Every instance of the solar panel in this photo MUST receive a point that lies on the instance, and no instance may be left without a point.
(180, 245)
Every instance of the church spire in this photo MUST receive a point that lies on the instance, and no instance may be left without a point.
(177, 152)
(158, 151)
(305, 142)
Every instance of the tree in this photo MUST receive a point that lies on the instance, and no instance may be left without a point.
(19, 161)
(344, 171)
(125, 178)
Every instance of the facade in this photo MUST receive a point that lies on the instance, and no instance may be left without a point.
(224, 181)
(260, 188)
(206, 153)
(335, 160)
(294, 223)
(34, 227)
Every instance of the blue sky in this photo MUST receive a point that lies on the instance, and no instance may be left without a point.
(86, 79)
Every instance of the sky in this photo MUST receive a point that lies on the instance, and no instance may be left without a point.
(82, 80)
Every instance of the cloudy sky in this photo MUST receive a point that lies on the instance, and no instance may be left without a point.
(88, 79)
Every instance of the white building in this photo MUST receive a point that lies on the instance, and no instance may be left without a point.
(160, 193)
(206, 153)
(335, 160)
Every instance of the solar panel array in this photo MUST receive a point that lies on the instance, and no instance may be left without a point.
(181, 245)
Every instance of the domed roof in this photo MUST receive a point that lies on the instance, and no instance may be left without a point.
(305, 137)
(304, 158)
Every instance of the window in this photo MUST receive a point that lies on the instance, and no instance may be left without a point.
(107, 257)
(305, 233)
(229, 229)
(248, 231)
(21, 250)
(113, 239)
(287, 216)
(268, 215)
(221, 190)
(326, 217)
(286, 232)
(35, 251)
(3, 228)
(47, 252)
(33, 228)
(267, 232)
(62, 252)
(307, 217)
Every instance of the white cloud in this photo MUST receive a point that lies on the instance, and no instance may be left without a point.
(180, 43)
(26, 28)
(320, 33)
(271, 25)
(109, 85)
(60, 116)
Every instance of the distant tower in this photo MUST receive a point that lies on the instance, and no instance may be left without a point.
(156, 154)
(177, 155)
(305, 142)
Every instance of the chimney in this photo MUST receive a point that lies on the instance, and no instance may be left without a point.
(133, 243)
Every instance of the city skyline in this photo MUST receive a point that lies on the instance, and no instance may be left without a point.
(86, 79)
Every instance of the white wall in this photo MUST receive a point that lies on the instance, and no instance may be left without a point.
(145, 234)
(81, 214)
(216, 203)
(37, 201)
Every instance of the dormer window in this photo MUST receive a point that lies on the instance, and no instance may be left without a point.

* **What you will do**
Your answer must be the lines from the one with "Every instance of the city" through the last line of the data, repeated exactly and with nothing else.

* **Final answer**
Every instance of the city skyline in this photo MUST receive a point that lies on the instance, and no instance may be left without a point.
(86, 79)
Every instance of the white wall in this photo MUST receive a point that lies on the instance, and no instance may be left without a point.
(145, 234)
(81, 214)
(216, 203)
(37, 201)
Every instance of the dormer window in this photo MUST receive a point that lies on the instance, and no instance may be left without a point.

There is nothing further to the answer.